DATA IN THIS EXERCISE -
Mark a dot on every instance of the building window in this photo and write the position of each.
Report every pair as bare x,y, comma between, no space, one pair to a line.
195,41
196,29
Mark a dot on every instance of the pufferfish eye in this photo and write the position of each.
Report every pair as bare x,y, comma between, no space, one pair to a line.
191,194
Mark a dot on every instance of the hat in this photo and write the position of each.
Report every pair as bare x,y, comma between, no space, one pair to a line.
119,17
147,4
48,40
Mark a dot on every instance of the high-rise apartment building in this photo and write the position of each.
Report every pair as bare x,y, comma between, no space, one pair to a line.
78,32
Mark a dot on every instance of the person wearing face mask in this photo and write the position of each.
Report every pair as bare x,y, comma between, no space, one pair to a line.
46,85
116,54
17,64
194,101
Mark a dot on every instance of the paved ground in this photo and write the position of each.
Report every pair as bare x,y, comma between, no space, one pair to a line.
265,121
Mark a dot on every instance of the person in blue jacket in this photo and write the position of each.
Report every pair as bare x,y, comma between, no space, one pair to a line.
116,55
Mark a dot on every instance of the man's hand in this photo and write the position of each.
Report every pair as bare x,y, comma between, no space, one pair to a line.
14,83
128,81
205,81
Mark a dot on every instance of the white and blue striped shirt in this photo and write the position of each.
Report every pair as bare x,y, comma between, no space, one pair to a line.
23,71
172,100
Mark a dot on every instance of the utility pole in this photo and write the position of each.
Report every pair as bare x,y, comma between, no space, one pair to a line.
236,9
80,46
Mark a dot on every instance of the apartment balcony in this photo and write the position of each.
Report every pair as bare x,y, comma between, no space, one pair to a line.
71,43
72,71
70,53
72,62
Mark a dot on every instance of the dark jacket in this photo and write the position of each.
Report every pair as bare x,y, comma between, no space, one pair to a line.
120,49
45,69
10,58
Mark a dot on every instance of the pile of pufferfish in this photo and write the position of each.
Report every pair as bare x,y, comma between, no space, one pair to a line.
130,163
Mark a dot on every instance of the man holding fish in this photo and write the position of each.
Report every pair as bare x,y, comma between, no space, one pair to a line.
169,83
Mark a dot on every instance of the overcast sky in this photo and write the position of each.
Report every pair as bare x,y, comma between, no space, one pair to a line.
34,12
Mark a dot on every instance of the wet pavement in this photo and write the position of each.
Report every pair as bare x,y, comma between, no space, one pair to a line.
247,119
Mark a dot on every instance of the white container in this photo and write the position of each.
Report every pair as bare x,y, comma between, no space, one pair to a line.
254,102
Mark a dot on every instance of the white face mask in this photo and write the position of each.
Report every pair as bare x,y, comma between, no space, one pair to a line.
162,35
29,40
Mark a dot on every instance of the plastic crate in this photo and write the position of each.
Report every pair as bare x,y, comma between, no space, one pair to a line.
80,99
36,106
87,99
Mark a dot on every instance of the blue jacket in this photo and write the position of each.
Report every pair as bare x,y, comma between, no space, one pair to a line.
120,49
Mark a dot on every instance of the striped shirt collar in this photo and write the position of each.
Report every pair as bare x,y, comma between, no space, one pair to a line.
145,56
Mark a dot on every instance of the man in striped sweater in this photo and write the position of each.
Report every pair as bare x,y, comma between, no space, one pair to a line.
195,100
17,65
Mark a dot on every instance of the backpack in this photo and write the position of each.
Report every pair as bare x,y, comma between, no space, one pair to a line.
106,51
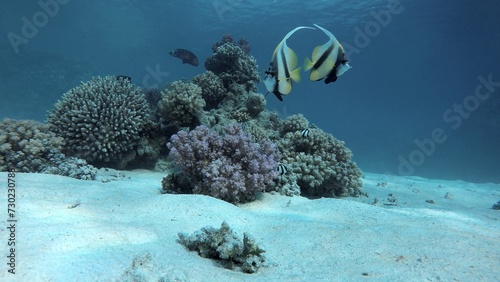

HOW TO COMPLETE THIS TASK - Show me every line of the entries above that holds "shirt".

SOLVED EXERCISE -
Mark a dot on every instance of the white and blue striped shirt in this photo and write the position of each.
Mark a dot on every instance of the striped shirt collar in this photo and write the position of each.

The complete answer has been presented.